> _REQUEST_
Pull out each line in the rows below that contains the string "person", with case counting in the match.

> _SOURCE DATA_
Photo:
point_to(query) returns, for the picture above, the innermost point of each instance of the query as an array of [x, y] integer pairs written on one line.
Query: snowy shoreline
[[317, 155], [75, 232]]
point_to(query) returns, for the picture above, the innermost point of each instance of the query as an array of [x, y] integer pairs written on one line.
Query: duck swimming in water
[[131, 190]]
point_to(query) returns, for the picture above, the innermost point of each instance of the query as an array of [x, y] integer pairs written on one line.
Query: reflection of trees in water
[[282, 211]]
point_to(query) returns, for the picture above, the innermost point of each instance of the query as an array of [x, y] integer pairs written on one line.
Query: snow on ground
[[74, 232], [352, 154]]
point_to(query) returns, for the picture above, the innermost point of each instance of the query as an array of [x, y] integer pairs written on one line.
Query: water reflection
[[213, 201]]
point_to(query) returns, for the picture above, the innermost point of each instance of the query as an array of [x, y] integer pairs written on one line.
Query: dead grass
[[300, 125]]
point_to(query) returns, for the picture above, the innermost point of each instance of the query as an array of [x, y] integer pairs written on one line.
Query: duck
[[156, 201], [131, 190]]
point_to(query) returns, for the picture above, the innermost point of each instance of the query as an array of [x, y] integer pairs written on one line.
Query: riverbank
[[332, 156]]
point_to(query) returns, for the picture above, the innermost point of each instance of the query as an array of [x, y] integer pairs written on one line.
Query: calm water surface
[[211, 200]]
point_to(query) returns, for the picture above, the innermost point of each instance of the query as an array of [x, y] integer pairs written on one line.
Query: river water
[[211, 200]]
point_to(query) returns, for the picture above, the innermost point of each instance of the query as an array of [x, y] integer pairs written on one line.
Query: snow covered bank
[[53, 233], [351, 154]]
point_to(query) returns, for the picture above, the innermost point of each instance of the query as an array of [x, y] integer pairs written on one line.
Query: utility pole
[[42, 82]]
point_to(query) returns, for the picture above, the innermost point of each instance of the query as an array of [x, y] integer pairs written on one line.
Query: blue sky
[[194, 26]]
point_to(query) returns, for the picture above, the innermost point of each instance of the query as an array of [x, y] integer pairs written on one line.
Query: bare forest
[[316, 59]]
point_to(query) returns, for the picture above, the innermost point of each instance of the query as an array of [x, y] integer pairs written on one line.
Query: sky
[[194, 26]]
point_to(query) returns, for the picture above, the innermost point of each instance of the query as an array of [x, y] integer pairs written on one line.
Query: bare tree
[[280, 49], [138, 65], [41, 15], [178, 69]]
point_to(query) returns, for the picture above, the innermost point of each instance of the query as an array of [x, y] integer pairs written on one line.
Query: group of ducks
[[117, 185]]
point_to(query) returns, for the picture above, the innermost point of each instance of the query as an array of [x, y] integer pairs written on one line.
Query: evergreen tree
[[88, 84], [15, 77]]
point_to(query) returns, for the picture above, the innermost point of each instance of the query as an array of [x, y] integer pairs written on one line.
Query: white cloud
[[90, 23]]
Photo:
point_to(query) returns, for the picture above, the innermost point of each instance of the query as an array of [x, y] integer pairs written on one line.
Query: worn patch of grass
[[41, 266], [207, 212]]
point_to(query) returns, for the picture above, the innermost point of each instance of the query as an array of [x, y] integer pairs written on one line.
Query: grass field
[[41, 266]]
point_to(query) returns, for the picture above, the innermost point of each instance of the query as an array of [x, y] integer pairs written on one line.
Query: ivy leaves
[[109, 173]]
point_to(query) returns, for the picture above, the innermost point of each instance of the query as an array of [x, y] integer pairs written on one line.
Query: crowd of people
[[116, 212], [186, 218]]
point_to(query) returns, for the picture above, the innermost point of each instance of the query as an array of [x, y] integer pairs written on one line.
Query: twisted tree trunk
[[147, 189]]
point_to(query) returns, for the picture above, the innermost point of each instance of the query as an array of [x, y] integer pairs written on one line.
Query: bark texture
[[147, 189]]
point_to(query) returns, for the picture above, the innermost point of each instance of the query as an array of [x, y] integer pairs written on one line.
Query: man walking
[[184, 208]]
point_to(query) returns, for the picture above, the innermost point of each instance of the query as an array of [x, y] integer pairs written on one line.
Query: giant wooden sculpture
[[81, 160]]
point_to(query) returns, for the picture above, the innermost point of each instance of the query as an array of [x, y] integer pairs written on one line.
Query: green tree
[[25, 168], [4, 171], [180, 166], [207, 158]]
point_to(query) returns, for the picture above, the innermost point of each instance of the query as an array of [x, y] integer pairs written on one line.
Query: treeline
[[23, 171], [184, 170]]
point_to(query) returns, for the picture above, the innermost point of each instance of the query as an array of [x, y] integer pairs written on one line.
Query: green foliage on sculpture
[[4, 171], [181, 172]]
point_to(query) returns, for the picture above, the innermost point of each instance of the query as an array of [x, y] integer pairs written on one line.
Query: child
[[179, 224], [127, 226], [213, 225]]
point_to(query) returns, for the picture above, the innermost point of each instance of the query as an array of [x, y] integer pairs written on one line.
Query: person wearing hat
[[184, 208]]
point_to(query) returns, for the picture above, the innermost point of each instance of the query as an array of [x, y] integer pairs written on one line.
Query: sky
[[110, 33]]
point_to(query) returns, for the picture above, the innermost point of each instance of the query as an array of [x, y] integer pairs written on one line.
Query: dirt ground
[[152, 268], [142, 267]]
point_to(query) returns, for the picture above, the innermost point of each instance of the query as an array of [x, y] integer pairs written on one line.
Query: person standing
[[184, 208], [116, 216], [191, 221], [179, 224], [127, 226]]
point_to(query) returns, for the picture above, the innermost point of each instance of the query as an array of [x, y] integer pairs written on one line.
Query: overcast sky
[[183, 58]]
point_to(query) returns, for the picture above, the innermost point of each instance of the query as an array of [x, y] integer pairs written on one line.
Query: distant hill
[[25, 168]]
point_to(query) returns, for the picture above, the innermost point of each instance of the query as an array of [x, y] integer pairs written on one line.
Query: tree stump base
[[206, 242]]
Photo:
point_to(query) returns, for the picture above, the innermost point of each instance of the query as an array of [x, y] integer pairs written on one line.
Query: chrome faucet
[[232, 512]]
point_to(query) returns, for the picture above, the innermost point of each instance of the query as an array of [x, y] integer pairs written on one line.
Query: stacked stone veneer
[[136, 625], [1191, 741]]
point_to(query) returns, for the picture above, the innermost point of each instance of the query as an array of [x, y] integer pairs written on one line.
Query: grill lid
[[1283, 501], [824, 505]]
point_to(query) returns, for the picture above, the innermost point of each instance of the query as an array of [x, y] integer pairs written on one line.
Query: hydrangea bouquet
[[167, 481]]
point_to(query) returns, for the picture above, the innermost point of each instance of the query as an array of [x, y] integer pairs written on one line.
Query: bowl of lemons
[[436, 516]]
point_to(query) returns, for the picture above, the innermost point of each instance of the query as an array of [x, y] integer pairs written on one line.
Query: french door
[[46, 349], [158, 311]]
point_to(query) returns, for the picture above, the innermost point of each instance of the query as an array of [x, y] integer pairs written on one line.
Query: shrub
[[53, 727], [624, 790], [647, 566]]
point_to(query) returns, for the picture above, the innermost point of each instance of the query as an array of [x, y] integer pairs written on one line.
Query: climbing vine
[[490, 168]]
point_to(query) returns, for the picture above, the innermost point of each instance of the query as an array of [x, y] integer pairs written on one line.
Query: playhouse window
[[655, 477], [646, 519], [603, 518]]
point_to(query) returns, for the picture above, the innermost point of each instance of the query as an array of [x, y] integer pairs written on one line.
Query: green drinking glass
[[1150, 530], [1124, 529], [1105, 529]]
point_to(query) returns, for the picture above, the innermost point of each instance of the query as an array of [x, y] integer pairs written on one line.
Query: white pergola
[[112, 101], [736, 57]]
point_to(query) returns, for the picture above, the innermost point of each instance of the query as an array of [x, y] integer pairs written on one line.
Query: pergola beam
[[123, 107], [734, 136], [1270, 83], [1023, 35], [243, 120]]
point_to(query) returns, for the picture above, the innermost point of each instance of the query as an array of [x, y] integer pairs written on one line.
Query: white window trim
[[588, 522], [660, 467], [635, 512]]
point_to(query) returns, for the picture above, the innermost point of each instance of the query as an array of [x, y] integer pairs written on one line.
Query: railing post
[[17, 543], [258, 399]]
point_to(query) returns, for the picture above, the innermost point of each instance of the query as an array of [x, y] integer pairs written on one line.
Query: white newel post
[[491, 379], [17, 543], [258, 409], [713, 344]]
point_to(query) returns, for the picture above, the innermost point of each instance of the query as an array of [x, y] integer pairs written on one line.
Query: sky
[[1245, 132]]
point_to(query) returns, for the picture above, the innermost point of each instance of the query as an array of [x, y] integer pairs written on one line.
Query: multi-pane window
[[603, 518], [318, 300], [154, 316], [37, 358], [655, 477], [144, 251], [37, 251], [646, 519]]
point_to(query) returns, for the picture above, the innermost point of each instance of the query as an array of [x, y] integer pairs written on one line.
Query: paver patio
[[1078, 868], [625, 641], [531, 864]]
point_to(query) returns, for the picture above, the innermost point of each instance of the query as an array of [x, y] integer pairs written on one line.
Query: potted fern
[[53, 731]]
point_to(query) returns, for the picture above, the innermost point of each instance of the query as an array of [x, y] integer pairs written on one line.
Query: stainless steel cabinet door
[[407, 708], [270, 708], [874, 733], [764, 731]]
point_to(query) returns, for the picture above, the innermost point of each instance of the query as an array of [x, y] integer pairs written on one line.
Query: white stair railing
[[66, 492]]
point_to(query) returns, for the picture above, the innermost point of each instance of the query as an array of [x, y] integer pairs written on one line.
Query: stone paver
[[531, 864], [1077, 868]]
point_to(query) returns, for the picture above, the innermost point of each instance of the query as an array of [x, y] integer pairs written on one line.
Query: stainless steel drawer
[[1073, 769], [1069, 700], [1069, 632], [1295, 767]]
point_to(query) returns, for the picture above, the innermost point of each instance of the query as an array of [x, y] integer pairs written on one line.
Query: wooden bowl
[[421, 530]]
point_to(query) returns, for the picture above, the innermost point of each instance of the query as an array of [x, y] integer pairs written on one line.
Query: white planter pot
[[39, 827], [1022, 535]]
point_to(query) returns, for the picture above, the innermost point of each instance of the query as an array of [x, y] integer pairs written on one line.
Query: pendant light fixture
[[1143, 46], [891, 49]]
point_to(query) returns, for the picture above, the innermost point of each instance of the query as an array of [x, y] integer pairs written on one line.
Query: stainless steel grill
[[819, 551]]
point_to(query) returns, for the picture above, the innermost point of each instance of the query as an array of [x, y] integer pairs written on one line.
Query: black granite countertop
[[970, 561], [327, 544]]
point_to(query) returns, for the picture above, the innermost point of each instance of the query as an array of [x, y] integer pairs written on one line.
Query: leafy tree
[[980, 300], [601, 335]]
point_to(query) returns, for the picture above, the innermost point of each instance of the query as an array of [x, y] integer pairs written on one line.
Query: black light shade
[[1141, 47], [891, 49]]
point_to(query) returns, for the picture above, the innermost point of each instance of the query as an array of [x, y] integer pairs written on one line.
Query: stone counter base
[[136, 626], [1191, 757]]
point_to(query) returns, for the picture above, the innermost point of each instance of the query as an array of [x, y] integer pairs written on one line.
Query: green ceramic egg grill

> _REPLY_
Query: person wearing hat
Query: person standing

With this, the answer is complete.